### TASK DESCRIPTION
Only the pictures are to be left out; set down the rest of the records exactly.

### DATASET CONTENT
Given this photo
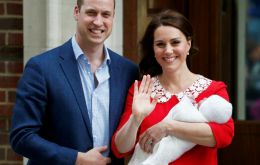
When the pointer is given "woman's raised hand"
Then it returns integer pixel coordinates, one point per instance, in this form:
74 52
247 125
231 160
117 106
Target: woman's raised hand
142 104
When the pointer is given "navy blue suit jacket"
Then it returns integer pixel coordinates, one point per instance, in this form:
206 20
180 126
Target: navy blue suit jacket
50 122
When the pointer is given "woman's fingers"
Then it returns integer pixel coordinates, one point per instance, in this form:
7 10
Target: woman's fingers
147 83
142 85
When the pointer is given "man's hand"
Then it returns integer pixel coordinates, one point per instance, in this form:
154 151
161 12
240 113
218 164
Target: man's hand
93 157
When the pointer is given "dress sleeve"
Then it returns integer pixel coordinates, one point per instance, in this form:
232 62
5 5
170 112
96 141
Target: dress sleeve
223 133
124 118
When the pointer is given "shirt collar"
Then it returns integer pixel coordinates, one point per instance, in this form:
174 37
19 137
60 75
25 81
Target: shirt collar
78 51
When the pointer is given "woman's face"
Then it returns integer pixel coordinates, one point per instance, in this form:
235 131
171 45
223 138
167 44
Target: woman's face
171 48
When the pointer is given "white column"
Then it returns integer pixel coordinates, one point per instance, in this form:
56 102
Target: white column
241 49
53 23
115 41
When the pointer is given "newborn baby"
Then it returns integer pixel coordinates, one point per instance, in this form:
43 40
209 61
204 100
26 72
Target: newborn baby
213 109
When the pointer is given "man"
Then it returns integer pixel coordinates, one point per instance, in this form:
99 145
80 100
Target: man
69 99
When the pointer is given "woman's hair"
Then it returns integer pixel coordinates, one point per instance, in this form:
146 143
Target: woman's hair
148 63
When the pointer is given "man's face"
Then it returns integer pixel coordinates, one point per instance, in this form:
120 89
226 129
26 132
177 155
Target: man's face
94 21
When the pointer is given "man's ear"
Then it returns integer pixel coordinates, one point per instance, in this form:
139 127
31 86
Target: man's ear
76 12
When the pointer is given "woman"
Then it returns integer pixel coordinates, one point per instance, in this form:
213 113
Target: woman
166 45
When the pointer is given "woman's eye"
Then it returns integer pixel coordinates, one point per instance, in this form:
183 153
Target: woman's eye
175 42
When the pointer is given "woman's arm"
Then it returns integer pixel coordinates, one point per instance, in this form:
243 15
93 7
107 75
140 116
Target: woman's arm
198 133
141 107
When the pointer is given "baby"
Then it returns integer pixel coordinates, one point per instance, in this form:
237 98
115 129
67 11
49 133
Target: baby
213 109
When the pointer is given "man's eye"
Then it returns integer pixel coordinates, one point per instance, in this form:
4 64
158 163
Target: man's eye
91 13
175 42
106 15
160 45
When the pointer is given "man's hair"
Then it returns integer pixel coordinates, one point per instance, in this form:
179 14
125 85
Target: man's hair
80 2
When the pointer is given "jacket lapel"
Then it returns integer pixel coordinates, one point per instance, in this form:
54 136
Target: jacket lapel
115 84
70 67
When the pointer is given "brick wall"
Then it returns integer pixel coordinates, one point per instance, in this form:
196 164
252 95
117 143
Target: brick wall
11 66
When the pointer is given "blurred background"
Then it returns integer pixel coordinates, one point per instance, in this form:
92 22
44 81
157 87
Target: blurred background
227 33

### OUTPUT BELOW
Given this photo
When the pointer is given "woman's raised hand"
Then it returns integer pixel coordinates, one point per instance, in this form:
74 52
247 125
231 160
117 106
Target: woman's raised hand
142 104
When the pointer is given "navy blue suit jacket"
Then it returns integer pixel coordinates, one point per instance, in this form:
206 20
180 126
Target: navy blue suit jacket
50 122
When the pointer is given "woman's fingers"
Then it returns integer pixel coordinates, one point per instance, in this form:
7 10
Target: woman's fingers
147 83
142 85
When the pointer is given "man's hand"
Then it returns integer pixel coordinates, one point per instance, in this form:
154 151
161 12
240 113
218 164
Target: man's hand
93 157
When the pointer is given "dress sleeve"
Then it returns integer pixel coordinates, one point per instance, in this form:
232 62
5 5
170 112
96 141
Target: dress sleeve
223 133
124 118
When the pointer is given "shirt collar"
Then it returns integer pixel coordinates, one point per instance, in this form:
174 37
19 137
60 75
25 81
Target: shirt collar
78 51
When the pointer is given "woman's face"
Then it returns integer pixel coordinates, one point per instance, in this form:
235 131
171 45
223 138
167 44
Target: woman's face
171 48
When the pointer is given "white column"
Then it returns integer pixel coordinates, one point per instance, in this form:
56 102
Target: white column
241 49
53 23
115 41
When the pointer is given "newborn baby"
Then it returns integer pixel coordinates, one point per instance, in this form:
43 40
209 61
204 100
26 72
Target: newborn baby
213 109
When the pointer is given "man"
Then it returns integer pixel coordinates, one point per instance, in this form:
99 145
80 100
Target: man
69 99
When the pointer is given "woman's hair"
Then it returns integer pixel coordinates, one point per instance, in this form:
146 143
Target: woman's hair
148 63
When the pointer is given "man's face"
Then it returns integer pixel coordinates, one point per instance, in this form:
120 89
226 129
26 132
177 155
Target: man's face
94 21
When the pointer is given "man's ear"
Then it returns integer pixel coordinates, one point per instance, in this form:
139 127
31 86
Target: man's ear
76 12
When the pointer is given "woman"
Then it returns integer pixel coordinates, one point per instance, in this form:
213 113
Target: woman
166 45
When the pointer is given "woman's eye"
Then it returns integer pixel coordinates, one point per instance, in this form:
183 153
Target: woman's eye
175 42
When the pointer is given "woman's arm"
Then it returns integer pixel coordinates, one point per instance, in this form:
243 15
93 7
107 75
140 116
Target: woman's arm
198 133
141 107
When the pointer is given "baby"
Then it returns integer pixel coordinates, one point per instance, in this form:
237 98
115 129
67 11
49 133
Target: baby
213 109
When the pointer is given "man's eye"
Then it returns integer pixel coordinates, one point per instance, in this form:
4 64
158 163
Target: man's eye
91 13
175 42
106 15
160 45
When the pointer is given "man's hair"
Then it returns integer pixel coordinates, one point per instance, in this form:
179 14
125 85
Target: man's hair
80 2
When the pointer is given "jacket lapel"
Then it returns integer pixel coordinates, one point per instance, in this form:
54 136
Target: jacket lapel
115 84
70 67
When the pointer is given "brick wall"
Then it returns integer pixel coordinates, one point per instance, in this form:
196 164
252 95
117 143
Target: brick wall
11 66
When the pointer is given "blurred background"
Then it returns integer pixel coordinates, one point per instance, in this form:
92 22
44 81
157 87
Target: blurred background
227 33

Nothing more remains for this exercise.